• **Instructions for the task**
Identify every line in the listing that contains the word "black", and copy each of those lines. Treat uppercase and lowercase as different.

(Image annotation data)
----

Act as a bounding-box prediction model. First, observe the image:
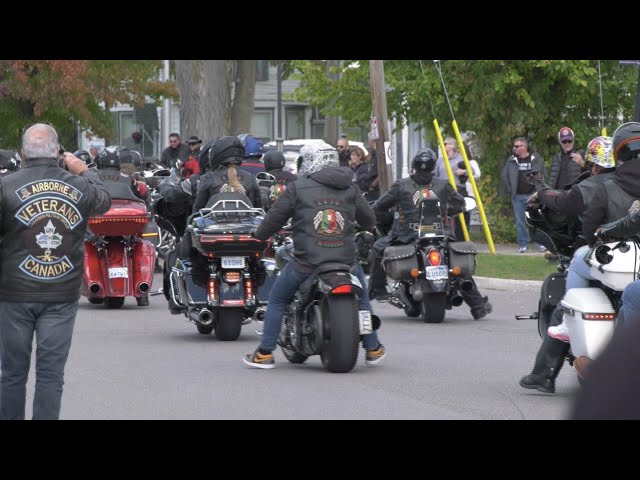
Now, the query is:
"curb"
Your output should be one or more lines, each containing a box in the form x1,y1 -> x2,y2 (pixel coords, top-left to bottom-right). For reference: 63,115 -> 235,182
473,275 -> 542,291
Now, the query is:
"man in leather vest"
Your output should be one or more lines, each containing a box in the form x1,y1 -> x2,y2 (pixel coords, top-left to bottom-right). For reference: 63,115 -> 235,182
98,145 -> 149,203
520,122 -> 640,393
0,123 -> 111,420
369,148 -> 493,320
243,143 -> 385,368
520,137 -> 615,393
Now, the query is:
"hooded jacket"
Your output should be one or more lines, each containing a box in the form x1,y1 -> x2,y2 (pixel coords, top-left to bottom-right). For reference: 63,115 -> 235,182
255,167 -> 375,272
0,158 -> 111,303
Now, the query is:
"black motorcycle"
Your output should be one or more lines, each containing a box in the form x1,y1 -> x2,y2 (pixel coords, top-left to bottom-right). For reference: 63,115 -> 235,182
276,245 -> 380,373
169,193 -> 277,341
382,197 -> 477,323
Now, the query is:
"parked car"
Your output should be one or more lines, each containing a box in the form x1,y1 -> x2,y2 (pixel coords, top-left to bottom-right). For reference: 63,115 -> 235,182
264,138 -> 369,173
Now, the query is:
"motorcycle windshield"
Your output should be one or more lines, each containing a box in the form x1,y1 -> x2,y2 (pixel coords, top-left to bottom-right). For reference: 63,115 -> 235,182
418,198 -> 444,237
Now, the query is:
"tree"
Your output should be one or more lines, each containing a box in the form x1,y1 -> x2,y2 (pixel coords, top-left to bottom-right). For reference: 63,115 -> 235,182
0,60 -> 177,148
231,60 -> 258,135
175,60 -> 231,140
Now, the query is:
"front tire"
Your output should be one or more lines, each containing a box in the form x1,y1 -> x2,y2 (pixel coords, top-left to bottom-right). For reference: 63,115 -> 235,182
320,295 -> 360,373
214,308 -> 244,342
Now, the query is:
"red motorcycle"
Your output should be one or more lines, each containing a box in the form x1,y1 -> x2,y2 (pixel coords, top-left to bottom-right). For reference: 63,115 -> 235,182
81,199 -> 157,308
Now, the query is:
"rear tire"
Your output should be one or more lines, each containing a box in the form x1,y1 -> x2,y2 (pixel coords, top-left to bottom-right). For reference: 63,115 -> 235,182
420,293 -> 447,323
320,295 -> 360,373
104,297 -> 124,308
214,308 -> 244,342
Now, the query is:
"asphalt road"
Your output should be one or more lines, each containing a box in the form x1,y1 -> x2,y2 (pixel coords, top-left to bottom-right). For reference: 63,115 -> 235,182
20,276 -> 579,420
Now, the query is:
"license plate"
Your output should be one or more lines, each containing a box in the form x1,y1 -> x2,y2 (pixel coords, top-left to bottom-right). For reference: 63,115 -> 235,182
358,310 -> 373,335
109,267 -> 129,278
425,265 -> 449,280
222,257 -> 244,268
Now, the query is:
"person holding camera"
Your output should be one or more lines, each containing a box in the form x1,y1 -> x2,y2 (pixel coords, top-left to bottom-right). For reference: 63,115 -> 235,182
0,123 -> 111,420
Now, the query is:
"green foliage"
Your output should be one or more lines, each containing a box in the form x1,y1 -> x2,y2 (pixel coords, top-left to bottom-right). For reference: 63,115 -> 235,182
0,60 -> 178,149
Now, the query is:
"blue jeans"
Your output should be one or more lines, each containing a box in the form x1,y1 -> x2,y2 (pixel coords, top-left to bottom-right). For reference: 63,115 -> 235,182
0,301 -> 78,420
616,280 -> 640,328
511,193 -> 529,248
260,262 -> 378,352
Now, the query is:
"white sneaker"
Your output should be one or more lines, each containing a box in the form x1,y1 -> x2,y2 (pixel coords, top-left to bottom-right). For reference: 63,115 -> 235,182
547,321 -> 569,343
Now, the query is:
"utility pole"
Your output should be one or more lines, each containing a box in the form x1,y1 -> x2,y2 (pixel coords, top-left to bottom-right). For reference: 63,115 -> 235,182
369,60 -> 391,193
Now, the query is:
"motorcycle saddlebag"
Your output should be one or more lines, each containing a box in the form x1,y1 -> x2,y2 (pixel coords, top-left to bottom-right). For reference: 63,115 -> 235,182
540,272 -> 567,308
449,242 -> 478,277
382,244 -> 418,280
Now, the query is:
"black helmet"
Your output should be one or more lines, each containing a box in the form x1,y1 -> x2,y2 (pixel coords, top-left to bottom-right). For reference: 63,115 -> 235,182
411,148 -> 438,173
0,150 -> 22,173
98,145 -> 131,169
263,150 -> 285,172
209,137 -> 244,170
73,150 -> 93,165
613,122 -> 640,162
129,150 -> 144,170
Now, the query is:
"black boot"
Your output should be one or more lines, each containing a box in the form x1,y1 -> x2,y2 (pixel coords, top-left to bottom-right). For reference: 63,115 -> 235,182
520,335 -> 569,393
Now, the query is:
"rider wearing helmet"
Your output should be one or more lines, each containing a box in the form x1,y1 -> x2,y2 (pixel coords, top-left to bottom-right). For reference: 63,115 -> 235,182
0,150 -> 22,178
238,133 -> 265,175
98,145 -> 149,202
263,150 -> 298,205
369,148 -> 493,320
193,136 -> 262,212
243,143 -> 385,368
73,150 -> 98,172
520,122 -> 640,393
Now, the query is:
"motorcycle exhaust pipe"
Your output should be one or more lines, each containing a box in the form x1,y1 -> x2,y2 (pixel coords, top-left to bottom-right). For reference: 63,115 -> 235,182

----

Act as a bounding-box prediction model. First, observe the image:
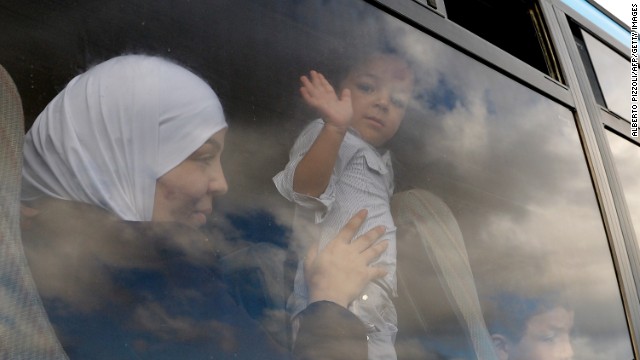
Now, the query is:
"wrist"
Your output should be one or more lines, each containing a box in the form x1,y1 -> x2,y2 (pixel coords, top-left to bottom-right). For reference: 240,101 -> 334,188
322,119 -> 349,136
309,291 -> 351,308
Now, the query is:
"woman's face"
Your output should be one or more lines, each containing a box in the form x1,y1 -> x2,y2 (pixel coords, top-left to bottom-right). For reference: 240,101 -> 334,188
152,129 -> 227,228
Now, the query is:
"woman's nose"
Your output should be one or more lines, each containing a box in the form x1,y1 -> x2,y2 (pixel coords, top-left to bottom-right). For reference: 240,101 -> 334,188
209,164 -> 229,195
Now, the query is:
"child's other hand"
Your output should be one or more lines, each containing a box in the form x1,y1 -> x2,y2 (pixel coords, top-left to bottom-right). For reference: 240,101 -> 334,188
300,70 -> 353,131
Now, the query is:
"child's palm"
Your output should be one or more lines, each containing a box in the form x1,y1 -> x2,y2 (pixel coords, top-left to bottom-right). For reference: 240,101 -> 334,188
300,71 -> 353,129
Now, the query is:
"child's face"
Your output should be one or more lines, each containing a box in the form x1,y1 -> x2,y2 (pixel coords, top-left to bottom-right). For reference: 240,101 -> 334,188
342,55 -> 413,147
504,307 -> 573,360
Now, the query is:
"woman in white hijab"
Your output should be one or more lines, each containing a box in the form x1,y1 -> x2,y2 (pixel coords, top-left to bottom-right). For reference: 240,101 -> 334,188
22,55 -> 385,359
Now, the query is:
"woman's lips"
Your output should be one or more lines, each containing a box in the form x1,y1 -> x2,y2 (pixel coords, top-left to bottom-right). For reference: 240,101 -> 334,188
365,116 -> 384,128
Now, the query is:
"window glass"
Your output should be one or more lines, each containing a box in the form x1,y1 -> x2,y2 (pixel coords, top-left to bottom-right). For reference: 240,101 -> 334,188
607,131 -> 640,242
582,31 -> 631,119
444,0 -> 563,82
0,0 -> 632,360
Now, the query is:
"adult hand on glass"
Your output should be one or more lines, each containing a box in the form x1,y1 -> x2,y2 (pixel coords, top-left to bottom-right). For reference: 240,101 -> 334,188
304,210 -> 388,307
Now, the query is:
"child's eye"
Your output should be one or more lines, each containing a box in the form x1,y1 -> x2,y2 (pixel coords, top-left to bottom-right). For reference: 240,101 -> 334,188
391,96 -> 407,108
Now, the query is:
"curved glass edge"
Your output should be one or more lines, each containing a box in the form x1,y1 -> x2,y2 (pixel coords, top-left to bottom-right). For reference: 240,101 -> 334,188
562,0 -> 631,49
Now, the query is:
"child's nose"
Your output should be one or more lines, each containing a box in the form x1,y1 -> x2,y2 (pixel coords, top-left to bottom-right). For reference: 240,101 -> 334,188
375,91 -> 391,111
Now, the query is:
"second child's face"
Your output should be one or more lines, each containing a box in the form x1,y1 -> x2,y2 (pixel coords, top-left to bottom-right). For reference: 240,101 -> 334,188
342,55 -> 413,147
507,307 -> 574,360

----

• **Reply**
"black motorcycle"
"black helmet"
"black boot"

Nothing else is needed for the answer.